--- RECORDS FOR THIS EXERCISE ---

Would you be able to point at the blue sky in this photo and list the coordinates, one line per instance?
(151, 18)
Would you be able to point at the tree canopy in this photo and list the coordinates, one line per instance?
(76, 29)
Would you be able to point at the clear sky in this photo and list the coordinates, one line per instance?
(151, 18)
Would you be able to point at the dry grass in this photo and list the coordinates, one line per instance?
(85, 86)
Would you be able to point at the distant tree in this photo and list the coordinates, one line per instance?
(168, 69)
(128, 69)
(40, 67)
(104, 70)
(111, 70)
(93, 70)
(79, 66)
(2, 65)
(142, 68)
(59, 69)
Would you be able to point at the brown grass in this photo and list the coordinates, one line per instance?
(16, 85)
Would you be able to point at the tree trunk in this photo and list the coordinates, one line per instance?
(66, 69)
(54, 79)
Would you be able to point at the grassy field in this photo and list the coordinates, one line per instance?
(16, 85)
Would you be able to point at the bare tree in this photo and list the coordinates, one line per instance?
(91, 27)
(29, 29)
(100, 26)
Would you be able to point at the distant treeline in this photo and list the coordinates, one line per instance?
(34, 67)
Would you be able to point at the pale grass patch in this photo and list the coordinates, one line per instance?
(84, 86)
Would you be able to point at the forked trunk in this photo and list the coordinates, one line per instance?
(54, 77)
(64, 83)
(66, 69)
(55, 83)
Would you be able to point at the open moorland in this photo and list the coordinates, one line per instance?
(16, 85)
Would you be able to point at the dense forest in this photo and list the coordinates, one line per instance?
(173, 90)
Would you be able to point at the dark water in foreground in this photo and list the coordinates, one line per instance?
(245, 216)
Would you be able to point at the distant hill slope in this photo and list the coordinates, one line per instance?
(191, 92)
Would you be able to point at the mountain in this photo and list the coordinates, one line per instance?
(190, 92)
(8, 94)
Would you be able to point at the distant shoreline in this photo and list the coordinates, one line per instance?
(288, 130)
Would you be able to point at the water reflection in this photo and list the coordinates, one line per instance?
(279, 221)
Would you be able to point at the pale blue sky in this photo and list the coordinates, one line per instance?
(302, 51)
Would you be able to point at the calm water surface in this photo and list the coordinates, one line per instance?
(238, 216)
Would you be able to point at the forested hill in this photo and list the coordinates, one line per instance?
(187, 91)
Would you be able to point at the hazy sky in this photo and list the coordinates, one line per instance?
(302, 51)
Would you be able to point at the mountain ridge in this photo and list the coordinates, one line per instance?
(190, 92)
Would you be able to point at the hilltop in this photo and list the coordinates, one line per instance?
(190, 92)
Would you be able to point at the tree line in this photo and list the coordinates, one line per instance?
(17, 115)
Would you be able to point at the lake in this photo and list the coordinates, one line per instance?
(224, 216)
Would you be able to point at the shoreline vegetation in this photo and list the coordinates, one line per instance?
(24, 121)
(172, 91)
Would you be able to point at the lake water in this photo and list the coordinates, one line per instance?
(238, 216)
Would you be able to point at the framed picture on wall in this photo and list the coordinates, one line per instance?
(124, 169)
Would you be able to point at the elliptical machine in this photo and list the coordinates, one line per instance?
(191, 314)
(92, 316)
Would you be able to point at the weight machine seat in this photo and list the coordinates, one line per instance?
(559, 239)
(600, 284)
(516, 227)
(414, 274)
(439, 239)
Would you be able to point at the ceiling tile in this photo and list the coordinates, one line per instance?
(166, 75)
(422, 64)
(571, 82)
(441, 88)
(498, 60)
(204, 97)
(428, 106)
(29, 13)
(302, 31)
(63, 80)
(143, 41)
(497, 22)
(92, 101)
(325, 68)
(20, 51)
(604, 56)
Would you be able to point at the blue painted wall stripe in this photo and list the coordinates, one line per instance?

--- EXERCISE AIM ---
Could you give again exactly the lines from the line containing "Would you be able to point at the framed" through the final line of the data above, and no others?

--- RESULT ---
Would you be able to point at the framed picture on wall in this photo and list the coordinates, one line per instance?
(124, 169)
Would you be able to point at the elliptical machine in this photo and list the coordinates, one line per instance?
(191, 314)
(92, 316)
Would you be able to point at the weight machine seat in this photo and list the coordinates, one line per instance?
(559, 239)
(600, 284)
(516, 227)
(414, 274)
(439, 239)
Would you be able to point at the ceiling tile in this photo and list the coordinates, one line per instance?
(166, 75)
(422, 64)
(571, 82)
(441, 88)
(498, 60)
(204, 97)
(428, 106)
(29, 13)
(302, 31)
(63, 80)
(143, 41)
(497, 22)
(92, 101)
(325, 68)
(20, 51)
(604, 56)
Would you be able to point at the blue painted wall stripe in this photo and list the coordinates, one line per instance?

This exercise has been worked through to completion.